TASK GOAL: Locate every line in the material that contains the word "pendant" and copy each one.

(Region labeling items)
■ ■ ■ ■ ■ ■ ■

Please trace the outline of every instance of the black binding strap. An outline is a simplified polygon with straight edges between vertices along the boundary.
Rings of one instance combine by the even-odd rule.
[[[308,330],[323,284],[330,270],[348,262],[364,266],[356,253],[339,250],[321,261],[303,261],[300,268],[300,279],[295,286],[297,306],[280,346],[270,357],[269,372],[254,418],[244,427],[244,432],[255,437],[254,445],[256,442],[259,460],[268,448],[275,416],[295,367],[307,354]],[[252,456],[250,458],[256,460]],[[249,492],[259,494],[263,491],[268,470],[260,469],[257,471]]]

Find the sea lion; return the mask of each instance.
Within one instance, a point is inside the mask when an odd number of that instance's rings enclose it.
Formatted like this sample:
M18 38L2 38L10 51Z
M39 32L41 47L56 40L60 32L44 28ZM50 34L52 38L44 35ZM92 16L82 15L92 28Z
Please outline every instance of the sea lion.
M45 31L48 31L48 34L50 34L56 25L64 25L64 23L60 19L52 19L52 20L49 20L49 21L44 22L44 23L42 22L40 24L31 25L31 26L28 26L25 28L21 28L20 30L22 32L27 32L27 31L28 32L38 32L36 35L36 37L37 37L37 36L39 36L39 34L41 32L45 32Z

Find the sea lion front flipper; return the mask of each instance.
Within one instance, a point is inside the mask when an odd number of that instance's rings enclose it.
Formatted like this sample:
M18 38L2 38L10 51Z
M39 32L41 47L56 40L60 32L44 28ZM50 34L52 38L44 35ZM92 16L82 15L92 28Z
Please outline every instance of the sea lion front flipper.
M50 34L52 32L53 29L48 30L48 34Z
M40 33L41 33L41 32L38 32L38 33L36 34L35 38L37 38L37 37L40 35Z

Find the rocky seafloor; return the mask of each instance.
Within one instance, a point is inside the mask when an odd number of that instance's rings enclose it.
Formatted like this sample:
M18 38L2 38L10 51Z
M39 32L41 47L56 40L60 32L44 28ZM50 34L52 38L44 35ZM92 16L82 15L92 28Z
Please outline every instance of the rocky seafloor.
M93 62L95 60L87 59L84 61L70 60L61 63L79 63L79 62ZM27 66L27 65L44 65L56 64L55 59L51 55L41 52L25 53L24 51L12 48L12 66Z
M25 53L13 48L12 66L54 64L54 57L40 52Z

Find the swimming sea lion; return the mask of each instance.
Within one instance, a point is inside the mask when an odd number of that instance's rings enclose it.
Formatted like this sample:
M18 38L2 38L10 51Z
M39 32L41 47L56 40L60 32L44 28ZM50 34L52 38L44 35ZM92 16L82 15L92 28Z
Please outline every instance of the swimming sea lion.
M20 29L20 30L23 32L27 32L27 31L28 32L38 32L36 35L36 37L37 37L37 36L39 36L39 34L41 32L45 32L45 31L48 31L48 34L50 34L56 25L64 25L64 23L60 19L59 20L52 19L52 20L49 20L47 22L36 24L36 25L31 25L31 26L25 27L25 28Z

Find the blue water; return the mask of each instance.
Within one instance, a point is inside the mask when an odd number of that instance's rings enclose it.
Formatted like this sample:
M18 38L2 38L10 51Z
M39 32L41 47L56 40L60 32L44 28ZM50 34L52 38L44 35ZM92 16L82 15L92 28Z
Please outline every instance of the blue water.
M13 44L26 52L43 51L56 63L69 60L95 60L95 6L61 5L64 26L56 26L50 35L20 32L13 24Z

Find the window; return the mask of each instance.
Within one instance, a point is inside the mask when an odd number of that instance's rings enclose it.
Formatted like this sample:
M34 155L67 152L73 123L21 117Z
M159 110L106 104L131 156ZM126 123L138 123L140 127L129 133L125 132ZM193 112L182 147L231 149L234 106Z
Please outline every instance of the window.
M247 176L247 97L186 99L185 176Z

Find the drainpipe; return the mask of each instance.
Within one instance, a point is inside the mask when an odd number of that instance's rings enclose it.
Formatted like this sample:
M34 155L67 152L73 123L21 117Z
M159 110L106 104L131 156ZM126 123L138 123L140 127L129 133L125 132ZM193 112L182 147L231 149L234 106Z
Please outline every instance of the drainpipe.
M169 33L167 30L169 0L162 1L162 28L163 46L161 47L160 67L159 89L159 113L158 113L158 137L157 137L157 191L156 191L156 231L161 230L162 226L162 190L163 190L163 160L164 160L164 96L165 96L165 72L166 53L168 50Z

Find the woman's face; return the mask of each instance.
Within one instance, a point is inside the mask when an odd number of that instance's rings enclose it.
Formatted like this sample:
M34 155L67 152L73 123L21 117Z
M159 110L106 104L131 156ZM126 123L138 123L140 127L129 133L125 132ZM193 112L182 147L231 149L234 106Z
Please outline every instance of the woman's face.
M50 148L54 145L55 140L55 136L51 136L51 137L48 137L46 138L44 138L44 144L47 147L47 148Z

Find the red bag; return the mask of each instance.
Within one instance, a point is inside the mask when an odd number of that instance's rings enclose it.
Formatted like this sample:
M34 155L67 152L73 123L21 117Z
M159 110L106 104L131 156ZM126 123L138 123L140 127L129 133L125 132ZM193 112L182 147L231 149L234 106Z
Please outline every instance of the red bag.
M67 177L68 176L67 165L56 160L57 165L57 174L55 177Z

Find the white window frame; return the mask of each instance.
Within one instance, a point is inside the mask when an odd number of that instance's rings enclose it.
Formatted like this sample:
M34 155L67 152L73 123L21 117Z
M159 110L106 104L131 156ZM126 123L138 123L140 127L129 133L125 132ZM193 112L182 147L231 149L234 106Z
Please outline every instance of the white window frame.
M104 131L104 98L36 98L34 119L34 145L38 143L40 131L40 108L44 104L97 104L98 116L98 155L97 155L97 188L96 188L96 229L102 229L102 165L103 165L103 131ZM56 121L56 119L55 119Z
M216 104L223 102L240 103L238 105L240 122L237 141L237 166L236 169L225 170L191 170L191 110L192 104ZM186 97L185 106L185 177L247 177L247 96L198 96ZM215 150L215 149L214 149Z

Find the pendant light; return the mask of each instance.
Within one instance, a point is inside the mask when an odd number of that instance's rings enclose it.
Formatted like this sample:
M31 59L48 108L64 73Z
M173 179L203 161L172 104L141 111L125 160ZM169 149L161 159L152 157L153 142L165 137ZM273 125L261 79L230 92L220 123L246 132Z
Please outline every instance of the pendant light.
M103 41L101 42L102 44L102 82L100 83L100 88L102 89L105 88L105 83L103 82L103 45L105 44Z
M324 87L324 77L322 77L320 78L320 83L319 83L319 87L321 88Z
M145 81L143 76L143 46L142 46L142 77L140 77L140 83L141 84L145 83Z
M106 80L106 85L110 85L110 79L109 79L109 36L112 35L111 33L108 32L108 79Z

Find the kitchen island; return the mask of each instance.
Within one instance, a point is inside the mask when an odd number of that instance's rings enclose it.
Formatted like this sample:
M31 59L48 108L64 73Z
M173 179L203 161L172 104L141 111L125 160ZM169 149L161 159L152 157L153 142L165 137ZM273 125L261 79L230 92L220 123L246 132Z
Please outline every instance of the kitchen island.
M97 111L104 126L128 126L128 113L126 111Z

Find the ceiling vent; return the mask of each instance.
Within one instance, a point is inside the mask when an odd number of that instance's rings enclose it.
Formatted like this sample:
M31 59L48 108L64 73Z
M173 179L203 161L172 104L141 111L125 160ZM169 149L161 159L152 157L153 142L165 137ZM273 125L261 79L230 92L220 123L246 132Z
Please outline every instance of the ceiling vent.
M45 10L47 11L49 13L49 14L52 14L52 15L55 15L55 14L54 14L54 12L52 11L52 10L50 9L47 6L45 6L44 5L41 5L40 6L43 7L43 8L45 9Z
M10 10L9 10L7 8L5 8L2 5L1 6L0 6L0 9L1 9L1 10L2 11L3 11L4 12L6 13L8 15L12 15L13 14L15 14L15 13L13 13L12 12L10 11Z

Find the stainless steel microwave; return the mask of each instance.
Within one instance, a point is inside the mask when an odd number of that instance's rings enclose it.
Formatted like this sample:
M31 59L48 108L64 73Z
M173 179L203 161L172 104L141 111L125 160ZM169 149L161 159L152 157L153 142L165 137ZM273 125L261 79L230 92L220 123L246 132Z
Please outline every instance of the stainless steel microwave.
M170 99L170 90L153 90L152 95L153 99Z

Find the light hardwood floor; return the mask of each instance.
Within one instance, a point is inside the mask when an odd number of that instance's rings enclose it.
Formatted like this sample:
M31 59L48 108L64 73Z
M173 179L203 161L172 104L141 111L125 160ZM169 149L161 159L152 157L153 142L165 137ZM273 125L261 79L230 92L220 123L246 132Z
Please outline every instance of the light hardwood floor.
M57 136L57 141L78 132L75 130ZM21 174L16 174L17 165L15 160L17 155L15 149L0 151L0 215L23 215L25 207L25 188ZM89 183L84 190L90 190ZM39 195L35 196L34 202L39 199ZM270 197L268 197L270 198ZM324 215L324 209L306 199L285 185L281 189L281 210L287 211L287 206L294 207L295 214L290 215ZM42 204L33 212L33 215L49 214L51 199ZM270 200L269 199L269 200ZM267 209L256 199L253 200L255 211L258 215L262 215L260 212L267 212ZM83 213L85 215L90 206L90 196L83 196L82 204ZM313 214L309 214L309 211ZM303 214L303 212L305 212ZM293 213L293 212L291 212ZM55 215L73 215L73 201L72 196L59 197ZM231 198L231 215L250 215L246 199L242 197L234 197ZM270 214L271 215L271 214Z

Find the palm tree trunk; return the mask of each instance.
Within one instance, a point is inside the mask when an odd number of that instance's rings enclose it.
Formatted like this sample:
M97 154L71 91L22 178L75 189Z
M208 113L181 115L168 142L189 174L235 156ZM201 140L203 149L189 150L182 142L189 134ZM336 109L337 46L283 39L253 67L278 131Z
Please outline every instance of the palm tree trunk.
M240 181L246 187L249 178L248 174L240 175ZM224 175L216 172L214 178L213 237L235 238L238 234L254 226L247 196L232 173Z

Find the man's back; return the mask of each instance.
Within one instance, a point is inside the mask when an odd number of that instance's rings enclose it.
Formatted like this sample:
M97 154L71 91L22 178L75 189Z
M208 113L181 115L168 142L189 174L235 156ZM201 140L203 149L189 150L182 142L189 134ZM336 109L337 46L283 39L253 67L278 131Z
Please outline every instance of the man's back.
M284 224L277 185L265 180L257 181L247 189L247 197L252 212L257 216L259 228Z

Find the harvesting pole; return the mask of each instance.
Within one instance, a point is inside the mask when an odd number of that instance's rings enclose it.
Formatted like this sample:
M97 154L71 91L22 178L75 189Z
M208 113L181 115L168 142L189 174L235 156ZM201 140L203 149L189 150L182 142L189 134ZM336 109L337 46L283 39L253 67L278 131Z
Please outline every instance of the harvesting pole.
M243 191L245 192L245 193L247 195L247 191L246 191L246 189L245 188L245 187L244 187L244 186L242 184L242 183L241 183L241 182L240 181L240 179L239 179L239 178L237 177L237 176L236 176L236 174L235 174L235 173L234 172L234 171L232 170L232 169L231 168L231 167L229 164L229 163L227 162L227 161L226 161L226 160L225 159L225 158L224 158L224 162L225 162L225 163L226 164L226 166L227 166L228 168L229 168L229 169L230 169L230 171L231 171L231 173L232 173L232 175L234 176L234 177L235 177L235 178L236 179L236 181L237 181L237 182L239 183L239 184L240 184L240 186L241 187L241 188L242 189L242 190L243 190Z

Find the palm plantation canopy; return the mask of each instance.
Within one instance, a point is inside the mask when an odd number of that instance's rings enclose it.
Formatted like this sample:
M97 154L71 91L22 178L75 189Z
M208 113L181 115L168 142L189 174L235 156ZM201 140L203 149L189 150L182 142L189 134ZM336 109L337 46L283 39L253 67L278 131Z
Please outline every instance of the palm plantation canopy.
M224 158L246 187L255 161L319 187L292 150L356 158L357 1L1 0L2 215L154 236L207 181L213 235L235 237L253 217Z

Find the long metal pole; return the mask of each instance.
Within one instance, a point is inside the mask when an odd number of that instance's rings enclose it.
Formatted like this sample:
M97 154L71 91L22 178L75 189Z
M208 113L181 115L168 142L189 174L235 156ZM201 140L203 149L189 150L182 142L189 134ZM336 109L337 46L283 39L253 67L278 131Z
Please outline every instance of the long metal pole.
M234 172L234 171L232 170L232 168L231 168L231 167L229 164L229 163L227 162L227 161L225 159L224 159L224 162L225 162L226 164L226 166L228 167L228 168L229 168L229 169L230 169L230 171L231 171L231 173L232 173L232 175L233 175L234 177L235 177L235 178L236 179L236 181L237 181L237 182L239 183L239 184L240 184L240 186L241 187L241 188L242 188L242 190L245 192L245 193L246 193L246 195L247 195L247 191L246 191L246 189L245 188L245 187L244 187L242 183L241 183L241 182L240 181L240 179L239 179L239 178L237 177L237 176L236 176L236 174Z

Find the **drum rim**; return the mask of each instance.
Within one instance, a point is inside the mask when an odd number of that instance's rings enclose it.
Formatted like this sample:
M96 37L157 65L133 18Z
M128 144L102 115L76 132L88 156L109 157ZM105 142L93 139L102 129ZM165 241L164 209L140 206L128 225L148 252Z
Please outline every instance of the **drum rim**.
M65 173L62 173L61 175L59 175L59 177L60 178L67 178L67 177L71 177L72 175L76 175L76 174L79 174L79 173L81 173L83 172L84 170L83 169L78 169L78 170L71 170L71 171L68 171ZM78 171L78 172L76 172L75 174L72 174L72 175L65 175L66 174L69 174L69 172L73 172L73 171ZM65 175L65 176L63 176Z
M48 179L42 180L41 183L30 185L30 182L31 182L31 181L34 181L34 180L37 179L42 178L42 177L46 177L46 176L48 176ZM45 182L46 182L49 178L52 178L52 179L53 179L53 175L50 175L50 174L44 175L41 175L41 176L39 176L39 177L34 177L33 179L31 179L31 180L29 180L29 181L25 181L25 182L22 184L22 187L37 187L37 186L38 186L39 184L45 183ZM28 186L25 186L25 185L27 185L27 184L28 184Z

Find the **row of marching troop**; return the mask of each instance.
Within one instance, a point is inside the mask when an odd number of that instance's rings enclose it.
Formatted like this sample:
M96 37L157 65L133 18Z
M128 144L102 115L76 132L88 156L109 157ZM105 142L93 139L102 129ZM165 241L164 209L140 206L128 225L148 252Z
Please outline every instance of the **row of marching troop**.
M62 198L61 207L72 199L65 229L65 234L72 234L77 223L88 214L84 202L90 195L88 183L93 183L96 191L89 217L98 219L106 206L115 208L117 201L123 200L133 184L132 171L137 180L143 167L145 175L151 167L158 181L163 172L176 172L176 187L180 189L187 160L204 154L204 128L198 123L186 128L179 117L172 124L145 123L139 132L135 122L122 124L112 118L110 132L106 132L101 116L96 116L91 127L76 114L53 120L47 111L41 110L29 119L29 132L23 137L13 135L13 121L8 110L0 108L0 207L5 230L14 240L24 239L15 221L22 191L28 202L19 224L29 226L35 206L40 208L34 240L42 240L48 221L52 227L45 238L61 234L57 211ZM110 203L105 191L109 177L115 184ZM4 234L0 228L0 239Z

■ ■ ■ ■ ■ ■ ■

TASK RESULT:
Find the pendant light; return the mask of each instance.
Please outline every instance of the pendant light.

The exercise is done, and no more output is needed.